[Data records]
★ ★ ★ ★ ★
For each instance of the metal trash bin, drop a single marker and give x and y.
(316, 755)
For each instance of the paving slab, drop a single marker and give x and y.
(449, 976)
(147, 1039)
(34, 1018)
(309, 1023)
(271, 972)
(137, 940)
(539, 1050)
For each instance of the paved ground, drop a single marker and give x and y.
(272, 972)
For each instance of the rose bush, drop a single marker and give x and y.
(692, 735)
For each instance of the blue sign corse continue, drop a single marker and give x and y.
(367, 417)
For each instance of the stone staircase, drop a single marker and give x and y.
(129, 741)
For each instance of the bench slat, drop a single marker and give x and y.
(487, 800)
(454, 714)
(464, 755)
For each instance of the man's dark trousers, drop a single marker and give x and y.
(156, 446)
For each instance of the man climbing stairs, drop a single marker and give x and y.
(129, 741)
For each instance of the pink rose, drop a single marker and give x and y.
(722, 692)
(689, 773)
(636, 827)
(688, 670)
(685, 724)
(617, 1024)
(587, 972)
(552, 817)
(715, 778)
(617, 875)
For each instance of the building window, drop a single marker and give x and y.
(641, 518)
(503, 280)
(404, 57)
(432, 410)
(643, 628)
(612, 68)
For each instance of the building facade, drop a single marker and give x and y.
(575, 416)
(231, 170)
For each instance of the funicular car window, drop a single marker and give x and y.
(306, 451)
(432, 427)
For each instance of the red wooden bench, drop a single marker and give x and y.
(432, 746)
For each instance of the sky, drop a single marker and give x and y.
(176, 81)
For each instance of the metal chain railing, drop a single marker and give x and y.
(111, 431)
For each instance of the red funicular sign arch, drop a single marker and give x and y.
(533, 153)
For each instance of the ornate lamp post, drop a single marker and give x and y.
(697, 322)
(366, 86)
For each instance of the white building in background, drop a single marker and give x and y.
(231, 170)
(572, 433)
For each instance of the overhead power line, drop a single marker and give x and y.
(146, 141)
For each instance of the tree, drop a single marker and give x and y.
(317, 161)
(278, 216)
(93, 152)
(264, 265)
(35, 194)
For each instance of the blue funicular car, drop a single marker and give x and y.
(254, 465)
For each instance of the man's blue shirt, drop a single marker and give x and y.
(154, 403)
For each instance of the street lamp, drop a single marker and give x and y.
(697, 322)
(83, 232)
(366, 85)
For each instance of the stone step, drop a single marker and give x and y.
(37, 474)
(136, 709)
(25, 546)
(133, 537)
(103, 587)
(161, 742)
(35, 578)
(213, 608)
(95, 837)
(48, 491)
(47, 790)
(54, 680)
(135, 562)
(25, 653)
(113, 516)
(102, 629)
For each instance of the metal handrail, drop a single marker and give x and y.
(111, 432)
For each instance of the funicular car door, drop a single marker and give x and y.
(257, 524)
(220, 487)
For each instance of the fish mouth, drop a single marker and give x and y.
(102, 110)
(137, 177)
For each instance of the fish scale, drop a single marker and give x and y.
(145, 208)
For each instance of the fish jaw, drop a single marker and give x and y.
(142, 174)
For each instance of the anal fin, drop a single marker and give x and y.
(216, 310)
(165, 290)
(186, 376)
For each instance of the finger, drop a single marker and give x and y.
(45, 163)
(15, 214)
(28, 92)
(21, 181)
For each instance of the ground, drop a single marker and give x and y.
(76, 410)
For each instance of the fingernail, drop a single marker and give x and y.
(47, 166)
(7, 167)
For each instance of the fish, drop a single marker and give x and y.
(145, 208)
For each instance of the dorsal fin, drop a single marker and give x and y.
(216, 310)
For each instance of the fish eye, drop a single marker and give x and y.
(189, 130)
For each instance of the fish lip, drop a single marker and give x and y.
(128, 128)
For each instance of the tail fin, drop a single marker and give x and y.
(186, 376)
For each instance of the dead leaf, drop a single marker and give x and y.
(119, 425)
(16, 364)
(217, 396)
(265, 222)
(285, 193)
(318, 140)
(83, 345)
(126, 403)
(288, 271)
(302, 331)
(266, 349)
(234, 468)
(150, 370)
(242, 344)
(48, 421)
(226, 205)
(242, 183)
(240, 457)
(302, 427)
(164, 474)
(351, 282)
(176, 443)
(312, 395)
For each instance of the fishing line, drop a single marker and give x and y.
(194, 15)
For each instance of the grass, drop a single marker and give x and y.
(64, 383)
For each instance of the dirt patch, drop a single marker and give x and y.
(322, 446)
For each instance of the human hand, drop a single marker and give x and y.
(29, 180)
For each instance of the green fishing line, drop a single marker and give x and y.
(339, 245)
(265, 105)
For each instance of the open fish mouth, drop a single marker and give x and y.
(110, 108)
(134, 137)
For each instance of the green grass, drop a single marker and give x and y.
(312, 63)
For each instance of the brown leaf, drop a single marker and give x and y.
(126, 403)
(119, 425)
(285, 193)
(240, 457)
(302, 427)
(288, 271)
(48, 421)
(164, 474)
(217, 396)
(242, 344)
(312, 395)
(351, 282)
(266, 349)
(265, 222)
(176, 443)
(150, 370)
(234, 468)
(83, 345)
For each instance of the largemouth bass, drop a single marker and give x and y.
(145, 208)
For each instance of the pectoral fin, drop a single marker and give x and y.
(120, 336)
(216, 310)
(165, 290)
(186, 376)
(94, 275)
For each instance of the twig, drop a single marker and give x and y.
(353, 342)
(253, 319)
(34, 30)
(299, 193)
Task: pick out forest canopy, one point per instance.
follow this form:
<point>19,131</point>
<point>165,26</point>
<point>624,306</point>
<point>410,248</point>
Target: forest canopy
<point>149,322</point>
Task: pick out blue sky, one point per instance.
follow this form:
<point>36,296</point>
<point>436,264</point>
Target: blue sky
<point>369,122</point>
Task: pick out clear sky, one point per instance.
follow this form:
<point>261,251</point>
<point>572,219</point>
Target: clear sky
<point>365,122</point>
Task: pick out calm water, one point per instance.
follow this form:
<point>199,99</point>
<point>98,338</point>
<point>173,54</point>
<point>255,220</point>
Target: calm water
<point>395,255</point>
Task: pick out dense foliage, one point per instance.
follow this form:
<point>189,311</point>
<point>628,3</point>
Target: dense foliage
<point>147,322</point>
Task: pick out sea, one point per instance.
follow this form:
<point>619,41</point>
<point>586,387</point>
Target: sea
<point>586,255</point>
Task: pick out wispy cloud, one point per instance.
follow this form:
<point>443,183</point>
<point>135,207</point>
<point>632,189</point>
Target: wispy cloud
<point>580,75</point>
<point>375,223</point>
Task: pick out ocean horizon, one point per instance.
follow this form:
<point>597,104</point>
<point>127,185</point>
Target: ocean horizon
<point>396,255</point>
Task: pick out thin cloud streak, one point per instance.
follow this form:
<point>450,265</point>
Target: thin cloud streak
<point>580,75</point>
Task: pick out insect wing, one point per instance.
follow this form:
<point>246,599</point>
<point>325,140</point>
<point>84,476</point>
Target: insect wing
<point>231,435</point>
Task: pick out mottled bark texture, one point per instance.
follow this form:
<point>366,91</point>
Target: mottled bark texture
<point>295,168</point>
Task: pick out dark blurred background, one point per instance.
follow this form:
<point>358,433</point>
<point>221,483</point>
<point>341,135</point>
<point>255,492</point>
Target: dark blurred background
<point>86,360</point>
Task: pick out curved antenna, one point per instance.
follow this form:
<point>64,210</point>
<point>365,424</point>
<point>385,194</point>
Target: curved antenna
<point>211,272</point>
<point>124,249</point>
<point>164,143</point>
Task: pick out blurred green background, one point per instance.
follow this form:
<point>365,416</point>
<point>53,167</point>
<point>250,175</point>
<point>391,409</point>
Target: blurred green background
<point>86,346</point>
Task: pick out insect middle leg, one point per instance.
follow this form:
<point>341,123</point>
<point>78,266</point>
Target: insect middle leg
★ ★ ★ ★ ★
■ ASSIGNMENT
Your reply should be nothing but the lines from the one containing "Task: pick out insect middle" through the last line above, copied exactly; please include both ends.

■ EXPECTED ANSWER
Task: pick out insect middle leg, one point per instance.
follow this form:
<point>341,123</point>
<point>78,266</point>
Target: insect middle leg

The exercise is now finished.